— Goal 1 —
Shorten the paragraph in the air-launch article that begins "The latest NASA creation" while keeping its main facts.
— Goal 2 —
Output, word for word, the part of the air-launch article that opens with the words containing "Air launching of" and closes with "for air launches.".

— Selected passage —
★ ★ ★ ★ ★

November 16, 2014 – A few years ago Paul Allen, of Microsoft and X-Prize fame, proposed buying two Boeing 747s, removing an outside wing on one and an inside wing on the other and joining them together using a central spar which would be strong enough to hold a suspended chemical rocket beneath. This would replace having to launch payloads into low-Earth orbit from Earth’s surface.
Since Allen first proposed this scheme it has evolved to become Stratolaunch Systems, a project to design an airframe on a scale much larger than the White Knight Two of Virgin Galactic. Yet to be realized, what Allen’s air launch system (seen below) could do is go well beyond the sub-orbital limits of Sir Richard Branson’s space tourism project which last month came to a halt because of a fatal accident.
Stratolaunch could put humans into low-Earth orbit at high frequency and low cost when compared to ground-based rockets. Current designs will be capable of low-Earth delivery of payloads up to 6,800 kilograms (approximately 15,000 pounds), and smaller satellites to geostationary orbits. First flight tests of the airframe and rocket launch system are planned for 2016.
Air launching of payloads is not a new idea. NASA and the American military have toyed with this idea in the past. Experimental launches from commercial and military aircraft go back to the 1990s. NASA has even proposed the use of high altitude gliders to serve as platforms for air launches.
The latest NASA creation is the Towed Glider Air-Launch System (TGALS). Like White Knight Two and the Stratolaunch concept, TGALS uses a twin-fuselage joined by a central spar. Towed behind an airplane the glider reaches altitudes of 12,200 meters (40,000 feet). The glider, with a rocket attached is then released to serve as the launch platform.
On October 21 of this year NASA successfully tested a 1/3 scale prototype of the glider (8.2-meter, 27-foot wing span and seen in the picture above) with no rocket payload aboard. The pilot on board reported that the glider flew flawlessly.
Built largely from commercial off-the-shelf materials (actually two gliders joined together by a central span) TGALS will eventually be tested carrying a full payload. A test launch is anticipated as early as 2015. Of course there are payload limitations to using a glider to launch satellites into low-Earth orbit this way, but for smaller packages, this may be the way to get to space.
And not to be outdone, Boeing, under contract with U.S. Defense Advanced Research Projects Agency (DARPA) is developing the Airborne Launch Assist Space Access (ALASA) program, an air launch system that can place a 45 kilogram (100 pound) micro-satellite into orbit for less than $1 million per mission. ALASA is designed to attach to the fuselage of an F-15E jet. Like NASA’s TGALS and Allen’s Stratoguard, ALASA would be released at 12,200 meters (40,000 feet) before firing its multi-stage launcher.
Meanwhile Paul Allen’s Stratoguard has joined forces with Orbital Sciences in the past month in the hope to realize his dream. Orbital has more previous experience with airborne space launch systems than any other company. Through its Pegasus, program it has flown 42 missions over the last 24 years using a commercial jetliner as a launch platform.
But Orbital is still dealing with the recent fallout from the launchpad explosion of its Antares rocket with Cygnus supply module aboard for the International Space Station. So I would guess Stratoguard may be shunted to the side for the moment.

★ ★ ★ ★ ★

— Provided data —
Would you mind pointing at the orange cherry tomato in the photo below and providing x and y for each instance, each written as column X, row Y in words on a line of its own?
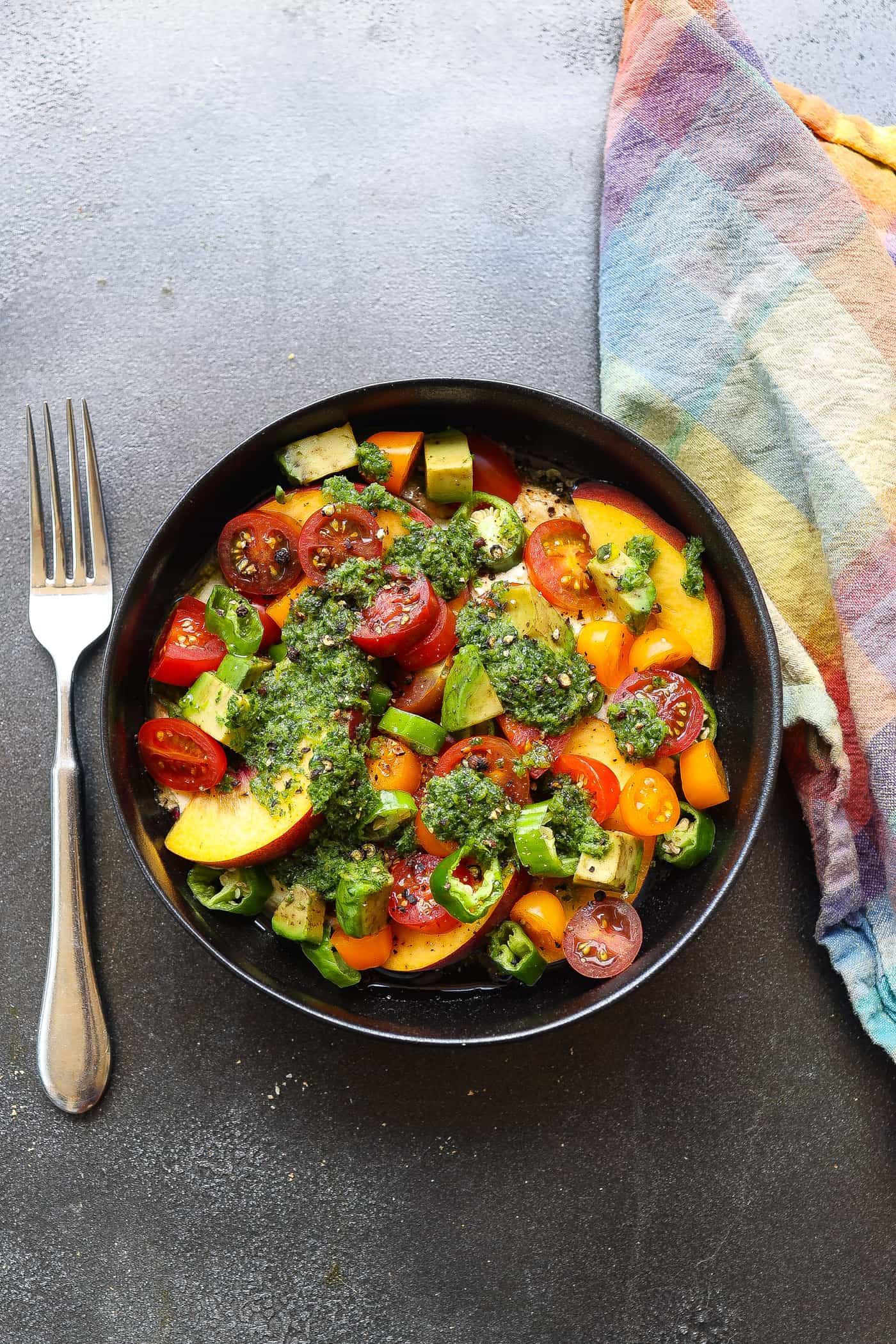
column 364, row 953
column 703, row 776
column 431, row 843
column 606, row 646
column 543, row 917
column 659, row 648
column 649, row 805
column 392, row 765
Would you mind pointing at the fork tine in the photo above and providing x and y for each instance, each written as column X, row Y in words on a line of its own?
column 78, row 568
column 96, row 516
column 38, row 554
column 58, row 575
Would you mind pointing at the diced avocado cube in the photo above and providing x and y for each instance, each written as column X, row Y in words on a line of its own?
column 214, row 707
column 449, row 467
column 320, row 454
column 300, row 916
column 623, row 585
column 241, row 671
column 620, row 867
column 532, row 614
column 469, row 695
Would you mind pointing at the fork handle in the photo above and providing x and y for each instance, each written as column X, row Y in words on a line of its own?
column 73, row 1041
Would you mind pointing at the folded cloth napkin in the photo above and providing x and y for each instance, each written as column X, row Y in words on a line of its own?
column 749, row 328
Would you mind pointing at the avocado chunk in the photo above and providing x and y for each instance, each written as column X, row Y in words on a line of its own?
column 469, row 695
column 320, row 454
column 623, row 585
column 620, row 867
column 532, row 614
column 214, row 707
column 241, row 669
column 449, row 467
column 300, row 916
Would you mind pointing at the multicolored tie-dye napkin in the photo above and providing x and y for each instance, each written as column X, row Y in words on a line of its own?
column 749, row 328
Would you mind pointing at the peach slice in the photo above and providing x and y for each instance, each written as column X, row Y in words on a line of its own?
column 415, row 949
column 614, row 515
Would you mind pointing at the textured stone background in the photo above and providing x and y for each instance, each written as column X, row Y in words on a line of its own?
column 191, row 194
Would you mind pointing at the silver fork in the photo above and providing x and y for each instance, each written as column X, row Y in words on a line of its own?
column 67, row 616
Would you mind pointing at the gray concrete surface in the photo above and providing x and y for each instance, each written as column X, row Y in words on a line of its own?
column 191, row 195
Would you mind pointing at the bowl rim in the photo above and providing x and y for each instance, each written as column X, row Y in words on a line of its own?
column 359, row 1023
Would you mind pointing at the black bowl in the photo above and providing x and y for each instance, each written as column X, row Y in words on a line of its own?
column 583, row 445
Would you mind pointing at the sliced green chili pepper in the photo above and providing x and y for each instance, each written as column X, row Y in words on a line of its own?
column 331, row 964
column 241, row 669
column 391, row 808
column 236, row 892
column 499, row 527
column 381, row 698
column 688, row 843
column 362, row 898
column 463, row 901
column 422, row 734
column 536, row 844
column 234, row 619
column 512, row 950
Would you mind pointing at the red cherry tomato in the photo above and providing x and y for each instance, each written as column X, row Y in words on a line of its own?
column 335, row 534
column 524, row 735
column 598, row 780
column 602, row 938
column 186, row 648
column 555, row 556
column 399, row 616
column 493, row 472
column 492, row 757
column 436, row 646
column 412, row 902
column 677, row 703
column 270, row 629
column 259, row 554
column 180, row 756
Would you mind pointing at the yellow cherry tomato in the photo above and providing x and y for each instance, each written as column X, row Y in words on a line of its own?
column 649, row 805
column 392, row 765
column 659, row 648
column 606, row 647
column 364, row 953
column 543, row 917
column 703, row 776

★ ★ ★ ★ ★

— Correct result 1 —
NASA's newest design, the Towed Glider Air-Launch System (TGALS), has a twin fuselage joined by a central spar, like White Knight Two and Stratolaunch. An airplane tows it to 12,200 meters (40,000 feet), and then the glider is released with its rocket attached to serve as the launch platform.

— Correct result 2 —
Air launching of payloads is not a new idea. NASA and the American military have toyed with this idea in the past. Experimental launches from commercial and military aircraft go back to the 1990s. NASA has even proposed the use of high altitude gliders to serve as platforms for air launches.